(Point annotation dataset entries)
================
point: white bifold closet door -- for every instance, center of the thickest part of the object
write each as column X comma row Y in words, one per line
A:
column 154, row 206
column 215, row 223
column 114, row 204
================
### Task directions
Reproduce each of the entries above word for word.

### Exercise output
point: white bifold closet door -- for every instance, center of the thickest part of the object
write each as column X comma row Y in words, one per line
A:
column 154, row 206
column 215, row 223
column 114, row 204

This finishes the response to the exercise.